((

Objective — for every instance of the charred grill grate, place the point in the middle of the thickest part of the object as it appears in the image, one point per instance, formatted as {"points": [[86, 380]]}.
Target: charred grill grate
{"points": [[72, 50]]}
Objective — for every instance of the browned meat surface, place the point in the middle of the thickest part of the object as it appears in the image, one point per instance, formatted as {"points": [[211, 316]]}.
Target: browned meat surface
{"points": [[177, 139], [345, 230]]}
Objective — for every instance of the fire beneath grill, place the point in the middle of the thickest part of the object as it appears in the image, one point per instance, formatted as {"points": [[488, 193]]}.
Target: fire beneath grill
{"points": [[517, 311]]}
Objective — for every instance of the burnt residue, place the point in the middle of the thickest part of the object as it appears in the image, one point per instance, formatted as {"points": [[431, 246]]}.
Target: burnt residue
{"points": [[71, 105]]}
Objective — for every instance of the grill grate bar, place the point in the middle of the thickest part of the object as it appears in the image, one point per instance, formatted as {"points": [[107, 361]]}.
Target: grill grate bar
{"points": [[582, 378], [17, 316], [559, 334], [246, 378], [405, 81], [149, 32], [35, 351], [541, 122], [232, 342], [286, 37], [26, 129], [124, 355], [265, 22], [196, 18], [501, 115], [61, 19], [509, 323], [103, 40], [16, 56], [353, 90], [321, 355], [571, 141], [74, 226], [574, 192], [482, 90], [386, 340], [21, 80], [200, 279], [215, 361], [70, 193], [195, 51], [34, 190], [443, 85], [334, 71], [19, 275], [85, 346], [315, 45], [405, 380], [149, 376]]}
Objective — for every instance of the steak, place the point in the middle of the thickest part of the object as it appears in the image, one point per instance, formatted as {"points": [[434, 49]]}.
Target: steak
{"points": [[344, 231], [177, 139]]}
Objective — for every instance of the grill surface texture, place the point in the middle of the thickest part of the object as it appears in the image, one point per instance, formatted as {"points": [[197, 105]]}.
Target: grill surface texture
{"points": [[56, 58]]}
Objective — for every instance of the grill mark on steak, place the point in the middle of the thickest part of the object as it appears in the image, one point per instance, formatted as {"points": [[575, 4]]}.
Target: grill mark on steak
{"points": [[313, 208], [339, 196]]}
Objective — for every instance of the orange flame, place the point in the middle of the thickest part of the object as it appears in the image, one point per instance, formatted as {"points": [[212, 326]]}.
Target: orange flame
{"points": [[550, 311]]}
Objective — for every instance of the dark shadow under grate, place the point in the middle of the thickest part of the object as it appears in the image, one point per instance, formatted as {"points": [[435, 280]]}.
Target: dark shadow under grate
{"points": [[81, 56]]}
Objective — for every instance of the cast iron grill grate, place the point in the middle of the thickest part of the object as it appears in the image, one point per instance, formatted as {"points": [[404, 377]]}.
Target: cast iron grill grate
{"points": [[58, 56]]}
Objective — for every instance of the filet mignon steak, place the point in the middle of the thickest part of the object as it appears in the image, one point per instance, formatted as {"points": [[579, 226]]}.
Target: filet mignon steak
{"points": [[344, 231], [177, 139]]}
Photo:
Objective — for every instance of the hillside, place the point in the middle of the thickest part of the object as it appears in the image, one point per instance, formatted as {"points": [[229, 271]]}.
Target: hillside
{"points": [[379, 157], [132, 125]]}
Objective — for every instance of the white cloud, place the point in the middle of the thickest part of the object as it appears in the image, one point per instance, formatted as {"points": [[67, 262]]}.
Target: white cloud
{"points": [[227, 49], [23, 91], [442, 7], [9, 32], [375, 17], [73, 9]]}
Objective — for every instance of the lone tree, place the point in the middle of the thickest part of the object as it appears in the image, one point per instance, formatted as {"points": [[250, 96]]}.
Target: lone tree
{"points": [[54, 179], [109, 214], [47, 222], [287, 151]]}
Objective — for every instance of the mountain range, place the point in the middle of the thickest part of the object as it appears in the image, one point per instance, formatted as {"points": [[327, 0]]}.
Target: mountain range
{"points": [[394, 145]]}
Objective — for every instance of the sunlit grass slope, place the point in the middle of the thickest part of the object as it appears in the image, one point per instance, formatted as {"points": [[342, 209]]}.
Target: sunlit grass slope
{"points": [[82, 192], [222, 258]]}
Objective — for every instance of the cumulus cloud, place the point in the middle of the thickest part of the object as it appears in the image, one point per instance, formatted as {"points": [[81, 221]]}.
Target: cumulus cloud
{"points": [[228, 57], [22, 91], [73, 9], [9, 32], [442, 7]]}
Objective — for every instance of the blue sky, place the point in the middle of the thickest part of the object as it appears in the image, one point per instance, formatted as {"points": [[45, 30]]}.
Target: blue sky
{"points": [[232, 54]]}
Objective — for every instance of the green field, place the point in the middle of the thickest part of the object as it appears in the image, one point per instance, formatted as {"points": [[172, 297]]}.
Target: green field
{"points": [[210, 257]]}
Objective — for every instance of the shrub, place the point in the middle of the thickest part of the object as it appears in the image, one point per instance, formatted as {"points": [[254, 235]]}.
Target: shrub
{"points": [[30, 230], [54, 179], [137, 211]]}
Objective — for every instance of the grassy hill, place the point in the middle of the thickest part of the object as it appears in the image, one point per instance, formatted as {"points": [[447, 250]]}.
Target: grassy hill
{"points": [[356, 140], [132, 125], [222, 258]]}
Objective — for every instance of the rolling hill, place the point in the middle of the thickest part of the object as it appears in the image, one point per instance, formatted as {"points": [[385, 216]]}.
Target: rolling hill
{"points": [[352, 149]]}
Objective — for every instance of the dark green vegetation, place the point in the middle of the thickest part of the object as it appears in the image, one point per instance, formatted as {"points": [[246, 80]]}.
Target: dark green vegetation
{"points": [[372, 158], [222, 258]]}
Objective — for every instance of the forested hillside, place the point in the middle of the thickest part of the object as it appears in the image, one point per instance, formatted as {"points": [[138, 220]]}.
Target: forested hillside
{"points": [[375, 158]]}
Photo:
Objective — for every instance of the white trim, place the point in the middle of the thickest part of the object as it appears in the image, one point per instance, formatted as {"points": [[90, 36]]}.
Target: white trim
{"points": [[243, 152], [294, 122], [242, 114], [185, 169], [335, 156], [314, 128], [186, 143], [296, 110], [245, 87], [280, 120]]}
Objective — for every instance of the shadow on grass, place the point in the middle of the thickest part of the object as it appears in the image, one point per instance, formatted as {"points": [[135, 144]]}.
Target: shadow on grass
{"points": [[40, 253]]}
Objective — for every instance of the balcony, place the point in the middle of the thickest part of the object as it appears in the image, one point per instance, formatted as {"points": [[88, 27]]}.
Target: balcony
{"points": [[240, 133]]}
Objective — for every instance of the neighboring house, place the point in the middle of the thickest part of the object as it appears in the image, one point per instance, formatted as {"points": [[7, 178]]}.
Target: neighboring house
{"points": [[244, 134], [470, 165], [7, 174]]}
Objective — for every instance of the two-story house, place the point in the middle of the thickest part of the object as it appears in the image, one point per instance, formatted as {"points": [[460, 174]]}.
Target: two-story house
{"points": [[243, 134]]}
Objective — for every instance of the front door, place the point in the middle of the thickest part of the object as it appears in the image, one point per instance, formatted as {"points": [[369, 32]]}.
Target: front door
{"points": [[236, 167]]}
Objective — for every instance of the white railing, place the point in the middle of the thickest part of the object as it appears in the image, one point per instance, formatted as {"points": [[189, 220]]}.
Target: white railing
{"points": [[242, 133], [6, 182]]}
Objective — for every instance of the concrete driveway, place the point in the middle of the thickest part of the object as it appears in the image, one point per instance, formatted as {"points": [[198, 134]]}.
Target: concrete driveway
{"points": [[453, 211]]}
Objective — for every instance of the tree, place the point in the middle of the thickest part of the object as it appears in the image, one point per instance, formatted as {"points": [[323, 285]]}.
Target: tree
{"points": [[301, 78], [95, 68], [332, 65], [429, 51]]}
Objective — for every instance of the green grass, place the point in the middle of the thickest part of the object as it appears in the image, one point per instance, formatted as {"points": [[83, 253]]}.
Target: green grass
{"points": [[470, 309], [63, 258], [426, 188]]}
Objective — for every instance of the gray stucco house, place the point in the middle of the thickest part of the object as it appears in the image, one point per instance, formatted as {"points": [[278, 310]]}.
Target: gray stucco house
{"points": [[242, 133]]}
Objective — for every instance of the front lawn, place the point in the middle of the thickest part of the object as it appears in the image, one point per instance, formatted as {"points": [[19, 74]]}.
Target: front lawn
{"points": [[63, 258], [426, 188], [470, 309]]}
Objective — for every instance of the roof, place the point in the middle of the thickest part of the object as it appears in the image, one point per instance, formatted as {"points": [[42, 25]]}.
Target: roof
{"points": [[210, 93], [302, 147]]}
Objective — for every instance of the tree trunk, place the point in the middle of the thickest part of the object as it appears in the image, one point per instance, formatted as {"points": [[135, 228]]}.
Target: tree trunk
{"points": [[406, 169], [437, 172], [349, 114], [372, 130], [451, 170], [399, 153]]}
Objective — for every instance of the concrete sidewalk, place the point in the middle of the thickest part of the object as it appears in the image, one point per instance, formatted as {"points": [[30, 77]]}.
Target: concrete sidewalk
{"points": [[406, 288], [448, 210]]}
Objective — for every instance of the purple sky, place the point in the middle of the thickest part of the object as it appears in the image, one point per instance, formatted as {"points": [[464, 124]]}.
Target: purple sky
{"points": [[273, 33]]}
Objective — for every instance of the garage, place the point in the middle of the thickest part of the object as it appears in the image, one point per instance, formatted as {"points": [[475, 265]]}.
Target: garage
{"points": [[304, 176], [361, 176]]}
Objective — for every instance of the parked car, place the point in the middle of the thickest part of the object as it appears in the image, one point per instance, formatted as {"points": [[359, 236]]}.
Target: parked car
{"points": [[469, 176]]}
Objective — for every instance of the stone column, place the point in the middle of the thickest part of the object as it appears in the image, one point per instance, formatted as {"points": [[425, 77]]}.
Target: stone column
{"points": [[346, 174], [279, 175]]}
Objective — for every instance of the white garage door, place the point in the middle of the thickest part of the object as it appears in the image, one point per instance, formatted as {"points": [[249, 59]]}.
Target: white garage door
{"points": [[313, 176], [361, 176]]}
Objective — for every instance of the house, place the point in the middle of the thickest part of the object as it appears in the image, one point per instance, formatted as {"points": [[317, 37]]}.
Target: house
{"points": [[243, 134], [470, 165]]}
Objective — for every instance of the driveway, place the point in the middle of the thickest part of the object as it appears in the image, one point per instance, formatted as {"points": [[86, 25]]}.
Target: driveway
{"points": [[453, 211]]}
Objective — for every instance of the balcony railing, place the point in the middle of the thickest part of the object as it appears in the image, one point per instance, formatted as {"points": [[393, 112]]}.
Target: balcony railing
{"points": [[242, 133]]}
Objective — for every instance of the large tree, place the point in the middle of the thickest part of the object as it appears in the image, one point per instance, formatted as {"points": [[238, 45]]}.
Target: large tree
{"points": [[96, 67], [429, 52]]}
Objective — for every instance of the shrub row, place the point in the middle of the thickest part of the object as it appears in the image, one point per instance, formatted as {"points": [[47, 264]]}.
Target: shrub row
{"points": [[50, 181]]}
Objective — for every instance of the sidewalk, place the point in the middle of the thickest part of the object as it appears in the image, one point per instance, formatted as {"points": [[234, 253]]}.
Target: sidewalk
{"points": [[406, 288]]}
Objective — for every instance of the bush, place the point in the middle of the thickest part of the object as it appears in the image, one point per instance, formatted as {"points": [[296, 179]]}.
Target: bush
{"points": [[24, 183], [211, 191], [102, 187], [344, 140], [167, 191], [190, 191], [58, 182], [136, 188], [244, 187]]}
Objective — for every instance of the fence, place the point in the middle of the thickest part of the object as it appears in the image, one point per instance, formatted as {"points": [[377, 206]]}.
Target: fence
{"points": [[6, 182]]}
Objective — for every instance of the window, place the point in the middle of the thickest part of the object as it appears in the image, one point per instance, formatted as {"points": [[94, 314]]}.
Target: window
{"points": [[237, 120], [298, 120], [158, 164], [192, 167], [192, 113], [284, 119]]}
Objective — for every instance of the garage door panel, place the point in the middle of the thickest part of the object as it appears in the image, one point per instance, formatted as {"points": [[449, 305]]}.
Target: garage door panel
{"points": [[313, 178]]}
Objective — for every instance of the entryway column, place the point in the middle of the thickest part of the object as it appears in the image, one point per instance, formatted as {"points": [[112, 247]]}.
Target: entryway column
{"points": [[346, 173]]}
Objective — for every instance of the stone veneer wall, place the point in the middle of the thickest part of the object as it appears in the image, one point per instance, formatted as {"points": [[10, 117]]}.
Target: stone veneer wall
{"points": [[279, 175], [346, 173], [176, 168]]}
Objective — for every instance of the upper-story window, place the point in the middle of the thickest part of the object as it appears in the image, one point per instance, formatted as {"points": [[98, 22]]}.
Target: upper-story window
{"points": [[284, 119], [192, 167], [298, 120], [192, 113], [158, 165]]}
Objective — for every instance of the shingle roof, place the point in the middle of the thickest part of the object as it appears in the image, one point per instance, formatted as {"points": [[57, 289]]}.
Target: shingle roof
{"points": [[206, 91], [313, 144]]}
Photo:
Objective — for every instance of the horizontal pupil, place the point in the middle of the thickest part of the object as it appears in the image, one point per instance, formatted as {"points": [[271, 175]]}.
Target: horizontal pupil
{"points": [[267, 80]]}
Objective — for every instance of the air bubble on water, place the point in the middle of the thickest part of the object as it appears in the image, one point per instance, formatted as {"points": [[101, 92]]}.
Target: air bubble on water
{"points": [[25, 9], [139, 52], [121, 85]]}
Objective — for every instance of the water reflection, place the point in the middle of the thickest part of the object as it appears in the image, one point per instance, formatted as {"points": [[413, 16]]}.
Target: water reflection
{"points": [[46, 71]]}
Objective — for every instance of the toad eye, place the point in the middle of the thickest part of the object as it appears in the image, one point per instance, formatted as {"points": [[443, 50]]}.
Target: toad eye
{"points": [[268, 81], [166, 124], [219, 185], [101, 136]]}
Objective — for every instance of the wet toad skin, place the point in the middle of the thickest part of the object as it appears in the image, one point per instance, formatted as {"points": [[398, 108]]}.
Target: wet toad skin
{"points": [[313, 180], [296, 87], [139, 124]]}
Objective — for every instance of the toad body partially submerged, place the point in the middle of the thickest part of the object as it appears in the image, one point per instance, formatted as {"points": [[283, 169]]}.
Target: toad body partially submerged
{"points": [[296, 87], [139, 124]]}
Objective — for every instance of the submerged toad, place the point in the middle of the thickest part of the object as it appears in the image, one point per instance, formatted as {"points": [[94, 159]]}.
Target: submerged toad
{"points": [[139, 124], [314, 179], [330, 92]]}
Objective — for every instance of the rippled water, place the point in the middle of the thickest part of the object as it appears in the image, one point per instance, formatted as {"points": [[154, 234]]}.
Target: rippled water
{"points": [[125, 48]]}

))

= WHAT THE TASK ASKS =
Your task is to set down only the lines that run from the opening of the listing to the line with "Objective — for every instance of the fire", both ends included, each unchanged.

= OUTPUT OF THE EXERCISE =
Objective — for every instance of the charred grill grate, place the point in the middle of the thickest part of the object as it appears in the image, one point per instance, formatted as {"points": [[86, 380]]}.
Target: charred grill grate
{"points": [[72, 50]]}
Objective — for every instance of the browned meat surface, place the point in the middle of the thickest part of the object as it appears in the image, one point per instance, formatted as {"points": [[211, 316]]}.
Target: browned meat surface
{"points": [[177, 139], [345, 230]]}
Objective — for every instance of the fire beneath grill, place the point in the middle of the thickest part of the object as it appears in the image, one point per instance, formatted as {"points": [[488, 193]]}.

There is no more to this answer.